---------- Materials provided ----------
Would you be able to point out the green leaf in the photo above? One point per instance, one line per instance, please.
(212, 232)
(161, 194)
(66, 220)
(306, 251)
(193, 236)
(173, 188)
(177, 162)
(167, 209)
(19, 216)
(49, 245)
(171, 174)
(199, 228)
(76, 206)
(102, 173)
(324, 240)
----------
* Work to be completed:
Rewrite the material with "green leaf" swapped for "fallen leaf" and nothing else altered.

* Solution:
Would you be able to point out the fallen leaf in the photo above? One point per instance, one line per instance, please.
(212, 232)
(161, 194)
(66, 220)
(306, 251)
(193, 236)
(173, 188)
(177, 162)
(167, 209)
(19, 216)
(49, 245)
(171, 174)
(199, 228)
(76, 206)
(102, 173)
(324, 240)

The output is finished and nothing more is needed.